TASKS FOR THIS EXERCISE:
1. In the court excerpt on judicial notice, on what date was the Deed of Trust recorded?
2. Carry on the court's discussion of judicial notice in the motion-to-dismiss excerpt, starting after its last sentence.
* begin DOCUMENT EXTRACT *
As a preliminary matter, the Court addresses the parties' requests for judicial notice of documents submitted in connection with the motion to dismiss. Nationstar filed a request for judicial notice in support of its motion to dismiss, Dkt. No. 16-1 ("February 14 RJN"), and in support of its reply, Dkt. No. 31-1 ("April 11 RJN"). In addition, at the hearing on the motion to dismiss, Nationstar stated that it seeks judicial notice of the documents submitted in connection with its motion to dismiss the original complaint which was withdrawn by Nationstar due to the filing of the first amended complaint ("January 29 RJN"). See Dkt. Nos. 7, 7-2, 7-3, 7-4, 12. O'Connor also attaches voluminous exhibits to his opposition to the motion to dismiss, which the Court construes as a request for judicial notice ("April 4 RJN"). Dkt. No. 29 at 24-115, 29-1. The documents subject to the parties' requests for judicial notice are voluminous and duplicative. In addition, while both parties oppose each other's requests for judicial notice, they seek judicial notice of some of the same documents. See, e.g., Exhibit A to Nationstar's February 14 RJN and Exhibit E to O'Connor's April 4 RJN (Deed of Trust recorded April 23, 2007); Exhibits G-H to Nationstar's January 29 RJN and Exhibit F to O'Connor's April 4 RJN (complaint and judgment of dismissal in O'Connor's state court action).

Generally, a court may not look to matters beyond the complaint without converting a motion to dismiss into one for summary judgment. Datel Holdings Ltd. v. Microsoft Corp., 712 F.Supp.2d 974, 983 (N.D. Cal. 2010) (citations omitted). However, a court may take judicial notice of material that is submitted as part of the complaint, or is necessarily relied upon by the complaint, as well as matters of public record. Lee v. City of L.A., 250 F.3d 668, 688-89 (9th Cir. 2001). Under Federal Rule of Evidence 201(b), "a judicially noticed fact must be one not subject to reasonable dispute that is either (1) generally known within the territorial jurisdiction of the trial court; or (2) capable of accurate determination by resort to sources whose accuracy cannot reasonably be questioned." Datel Holdings, 712 F.Supp.2d at 983. A court may "take judicial notice of undisputed matters of public record, including documents on file in federal or state courts." Harris v. Cnty. of Orange, 682 F.3d 1126, 1132 (9th Cir. 2012) (internal citation omitted).
* end DOCUMENT EXTRACT *
* begin LISTED ENTRIES *
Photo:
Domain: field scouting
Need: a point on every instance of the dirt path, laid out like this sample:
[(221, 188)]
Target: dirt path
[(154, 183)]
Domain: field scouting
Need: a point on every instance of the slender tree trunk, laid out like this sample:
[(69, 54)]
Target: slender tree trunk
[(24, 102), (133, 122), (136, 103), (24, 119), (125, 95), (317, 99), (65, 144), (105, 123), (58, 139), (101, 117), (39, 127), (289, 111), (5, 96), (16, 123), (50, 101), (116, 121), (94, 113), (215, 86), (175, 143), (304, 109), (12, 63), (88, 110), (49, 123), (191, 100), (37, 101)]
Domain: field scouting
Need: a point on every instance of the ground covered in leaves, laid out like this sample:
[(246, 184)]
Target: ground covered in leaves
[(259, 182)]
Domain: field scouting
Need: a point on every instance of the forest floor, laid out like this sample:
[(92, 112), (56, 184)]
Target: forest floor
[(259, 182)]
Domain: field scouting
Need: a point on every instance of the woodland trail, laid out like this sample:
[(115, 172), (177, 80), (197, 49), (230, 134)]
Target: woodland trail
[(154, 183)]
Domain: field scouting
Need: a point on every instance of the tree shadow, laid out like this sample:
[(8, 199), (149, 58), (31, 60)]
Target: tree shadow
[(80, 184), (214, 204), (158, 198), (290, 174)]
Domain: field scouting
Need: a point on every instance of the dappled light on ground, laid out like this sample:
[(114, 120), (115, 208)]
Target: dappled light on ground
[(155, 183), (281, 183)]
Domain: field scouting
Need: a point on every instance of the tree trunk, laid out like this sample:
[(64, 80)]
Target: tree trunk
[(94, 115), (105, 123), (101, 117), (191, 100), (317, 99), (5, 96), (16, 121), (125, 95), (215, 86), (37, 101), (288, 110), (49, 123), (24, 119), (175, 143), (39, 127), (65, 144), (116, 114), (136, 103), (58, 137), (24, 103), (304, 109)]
* end LISTED ENTRIES *
OUTPUTS IN ORDER:
1. April 23, 2007.

2.
The Court takes judicial notice of the existence of Exhibits A-K to Nationstar's January 29 RJN, Exhibit A to Nationstar's April 11 RJN, and Exhibits F, M, and O to O'Connor's April 4 RJN as they are court records. See, e.g., Hunt v. Check Recovery Sys. Inc., 478 F.Supp.2d 1157, 1160-61 (N.D. Cal. 2007) ("Judicial notice may be taken of adjudicative facts' such as court records, pleadings."). The Court further takes judicial notice of the existence of Exhibits A-H to Nationstar's February 14 RJN, Exhibit B to Nationstar's April 11 RJN, and Exhibits E, G, N, and T to O'Connor's April 4 RJN, as they are public records. See e.g., W. Fed. Sav. & Loan Ass'n v. Heflin Corp., 797 F.Supp. 790, 792 (N.D. Cal. 1992) (taking judicial notice of documents in a county public record, including state court file and deeds of trust); Valasquez v. Mortgage Elec. Registration Sys., Inc., No. 08-3818 PJH, 2008 WL 4938162, at *2-3 (N.D. Cal. Nov. 17, 2008) (taking judicial notice of deed of trust and notice of default). The requests for judicial notice are granted as to the existence of the documents but not as to the truth of their contents. See Fed.R.Evid. 201(b); Lee, 250 F.3d at 690.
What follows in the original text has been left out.